- _Records to use_:
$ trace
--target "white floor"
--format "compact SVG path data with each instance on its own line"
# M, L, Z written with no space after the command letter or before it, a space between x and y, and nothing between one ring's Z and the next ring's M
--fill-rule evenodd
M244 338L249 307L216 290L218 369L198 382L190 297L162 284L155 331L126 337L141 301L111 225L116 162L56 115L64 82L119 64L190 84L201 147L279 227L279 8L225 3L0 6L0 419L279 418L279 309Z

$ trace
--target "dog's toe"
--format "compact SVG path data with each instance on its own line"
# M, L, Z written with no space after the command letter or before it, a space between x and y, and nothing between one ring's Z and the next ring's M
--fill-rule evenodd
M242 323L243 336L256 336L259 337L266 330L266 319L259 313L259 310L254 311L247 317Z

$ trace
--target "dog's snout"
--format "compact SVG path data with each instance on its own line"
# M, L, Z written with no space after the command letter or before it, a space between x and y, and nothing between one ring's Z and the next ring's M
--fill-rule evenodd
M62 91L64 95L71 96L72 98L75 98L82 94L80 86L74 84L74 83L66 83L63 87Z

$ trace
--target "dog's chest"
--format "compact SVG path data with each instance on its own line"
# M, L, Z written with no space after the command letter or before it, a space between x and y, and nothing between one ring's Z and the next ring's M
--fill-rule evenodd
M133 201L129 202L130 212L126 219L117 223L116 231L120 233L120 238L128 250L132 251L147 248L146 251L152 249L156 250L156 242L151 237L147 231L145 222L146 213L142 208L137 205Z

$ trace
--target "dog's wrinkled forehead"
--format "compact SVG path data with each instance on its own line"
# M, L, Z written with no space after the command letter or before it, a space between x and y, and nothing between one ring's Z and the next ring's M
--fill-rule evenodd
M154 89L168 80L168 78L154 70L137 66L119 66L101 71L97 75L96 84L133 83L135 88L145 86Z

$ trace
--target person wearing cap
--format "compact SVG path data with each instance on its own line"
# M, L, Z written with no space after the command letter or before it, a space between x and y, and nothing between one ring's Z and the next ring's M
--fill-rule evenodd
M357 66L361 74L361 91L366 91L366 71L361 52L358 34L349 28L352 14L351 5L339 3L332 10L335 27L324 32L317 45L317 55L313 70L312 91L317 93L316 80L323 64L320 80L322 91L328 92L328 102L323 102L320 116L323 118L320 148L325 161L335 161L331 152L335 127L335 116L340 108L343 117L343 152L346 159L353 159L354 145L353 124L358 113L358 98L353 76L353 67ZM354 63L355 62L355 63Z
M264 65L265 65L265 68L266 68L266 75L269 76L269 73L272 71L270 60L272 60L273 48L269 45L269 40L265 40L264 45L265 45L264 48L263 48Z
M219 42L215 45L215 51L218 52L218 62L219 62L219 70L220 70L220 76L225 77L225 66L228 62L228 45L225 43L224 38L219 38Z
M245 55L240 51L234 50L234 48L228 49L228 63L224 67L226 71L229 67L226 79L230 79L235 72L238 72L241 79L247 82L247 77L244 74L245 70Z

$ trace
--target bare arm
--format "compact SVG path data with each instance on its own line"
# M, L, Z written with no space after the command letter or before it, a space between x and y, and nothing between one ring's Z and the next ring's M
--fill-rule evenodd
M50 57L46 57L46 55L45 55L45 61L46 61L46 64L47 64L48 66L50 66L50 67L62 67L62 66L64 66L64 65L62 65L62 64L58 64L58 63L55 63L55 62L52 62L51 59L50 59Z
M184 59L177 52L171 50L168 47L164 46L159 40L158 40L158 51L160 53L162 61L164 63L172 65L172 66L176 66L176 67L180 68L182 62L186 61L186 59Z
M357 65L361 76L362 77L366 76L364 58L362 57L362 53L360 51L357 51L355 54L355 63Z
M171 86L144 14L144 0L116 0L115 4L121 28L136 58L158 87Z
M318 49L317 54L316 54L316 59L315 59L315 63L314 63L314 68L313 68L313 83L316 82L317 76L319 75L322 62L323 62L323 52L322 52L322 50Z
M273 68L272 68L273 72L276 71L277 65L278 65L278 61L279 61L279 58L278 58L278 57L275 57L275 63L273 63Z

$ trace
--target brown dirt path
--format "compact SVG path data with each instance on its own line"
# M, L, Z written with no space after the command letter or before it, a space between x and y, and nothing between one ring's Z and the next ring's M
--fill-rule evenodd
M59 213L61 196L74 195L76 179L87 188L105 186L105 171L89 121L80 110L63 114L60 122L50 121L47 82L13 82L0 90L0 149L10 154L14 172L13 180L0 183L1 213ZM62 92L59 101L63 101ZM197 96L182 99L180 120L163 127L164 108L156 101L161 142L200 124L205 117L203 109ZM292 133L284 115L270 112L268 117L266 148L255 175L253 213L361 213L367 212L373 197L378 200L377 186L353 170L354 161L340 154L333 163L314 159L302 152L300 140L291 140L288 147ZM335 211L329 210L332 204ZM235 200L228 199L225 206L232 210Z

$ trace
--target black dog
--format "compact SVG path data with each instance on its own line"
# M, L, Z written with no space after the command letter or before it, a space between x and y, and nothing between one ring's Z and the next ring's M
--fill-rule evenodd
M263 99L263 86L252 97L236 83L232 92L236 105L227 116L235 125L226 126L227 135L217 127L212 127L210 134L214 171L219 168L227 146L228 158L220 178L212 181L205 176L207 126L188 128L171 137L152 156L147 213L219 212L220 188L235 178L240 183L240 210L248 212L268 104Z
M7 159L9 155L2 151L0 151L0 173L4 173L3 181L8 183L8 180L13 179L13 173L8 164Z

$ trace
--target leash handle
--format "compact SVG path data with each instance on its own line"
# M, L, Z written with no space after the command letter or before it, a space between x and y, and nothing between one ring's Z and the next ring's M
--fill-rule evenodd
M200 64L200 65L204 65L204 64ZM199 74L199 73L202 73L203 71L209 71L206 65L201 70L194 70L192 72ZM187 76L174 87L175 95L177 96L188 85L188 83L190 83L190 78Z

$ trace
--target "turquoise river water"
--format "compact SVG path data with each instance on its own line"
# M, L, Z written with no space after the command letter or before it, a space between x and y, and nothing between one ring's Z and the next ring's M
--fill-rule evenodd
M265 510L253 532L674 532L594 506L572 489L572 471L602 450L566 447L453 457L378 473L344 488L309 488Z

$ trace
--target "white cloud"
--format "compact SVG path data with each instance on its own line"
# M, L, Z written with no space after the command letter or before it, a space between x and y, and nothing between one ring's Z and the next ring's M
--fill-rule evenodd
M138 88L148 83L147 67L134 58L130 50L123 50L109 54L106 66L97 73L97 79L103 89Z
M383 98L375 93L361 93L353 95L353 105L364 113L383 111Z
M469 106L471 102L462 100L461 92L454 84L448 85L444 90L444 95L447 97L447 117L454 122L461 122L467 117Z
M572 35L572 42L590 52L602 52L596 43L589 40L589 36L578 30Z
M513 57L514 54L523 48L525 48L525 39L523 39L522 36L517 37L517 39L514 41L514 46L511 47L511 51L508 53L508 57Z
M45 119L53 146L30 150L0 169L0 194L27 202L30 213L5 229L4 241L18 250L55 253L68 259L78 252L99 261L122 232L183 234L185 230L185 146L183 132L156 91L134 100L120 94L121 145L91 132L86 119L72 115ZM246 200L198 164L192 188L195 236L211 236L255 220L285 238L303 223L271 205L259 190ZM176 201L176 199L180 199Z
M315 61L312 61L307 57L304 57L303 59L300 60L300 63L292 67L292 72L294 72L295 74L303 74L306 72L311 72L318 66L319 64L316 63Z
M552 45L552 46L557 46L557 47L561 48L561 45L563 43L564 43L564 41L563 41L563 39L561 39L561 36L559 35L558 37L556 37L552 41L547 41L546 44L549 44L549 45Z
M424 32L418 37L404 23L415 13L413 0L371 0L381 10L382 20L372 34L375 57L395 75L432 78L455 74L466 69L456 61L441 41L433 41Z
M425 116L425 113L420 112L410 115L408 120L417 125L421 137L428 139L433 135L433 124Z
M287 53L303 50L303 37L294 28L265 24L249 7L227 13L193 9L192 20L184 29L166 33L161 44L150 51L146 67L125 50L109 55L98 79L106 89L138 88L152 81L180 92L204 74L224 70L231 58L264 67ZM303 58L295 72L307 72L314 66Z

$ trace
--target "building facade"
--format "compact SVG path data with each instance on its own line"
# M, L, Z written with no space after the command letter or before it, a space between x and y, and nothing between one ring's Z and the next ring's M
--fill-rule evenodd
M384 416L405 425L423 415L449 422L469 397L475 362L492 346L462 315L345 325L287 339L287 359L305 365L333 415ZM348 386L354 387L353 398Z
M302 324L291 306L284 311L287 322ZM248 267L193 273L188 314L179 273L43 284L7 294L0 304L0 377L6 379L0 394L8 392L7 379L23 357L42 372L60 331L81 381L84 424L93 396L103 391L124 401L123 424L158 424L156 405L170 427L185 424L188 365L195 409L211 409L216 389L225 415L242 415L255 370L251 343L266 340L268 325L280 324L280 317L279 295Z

- _Given instruction_: Copy the records word for word from their first line through the line containing "M242 323L243 336L256", including both of those lines.

- _Output of the task_:
$ trace
--target "white floor"
--format "compact SVG path data with each instance on its own line"
# M, L, Z written with no space after the command letter or before it, a space between x and y, and nothing between one ring's Z and the next ring's M
--fill-rule evenodd
M244 338L249 307L216 290L218 369L198 382L190 297L162 284L155 331L126 337L141 301L111 225L116 162L56 115L64 82L119 64L190 84L201 147L279 227L279 8L225 3L0 6L0 419L279 418L279 309Z

$ trace
--target "dog's toe"
--format "compact SVG path data with each instance on its own line"
# M, L, Z written with no space after the command letter or before it, a space between x and y, and nothing between one ring's Z and the next ring's M
--fill-rule evenodd
M242 323L243 336L256 336L259 337L266 330L266 319L259 313L259 310L254 311L247 317Z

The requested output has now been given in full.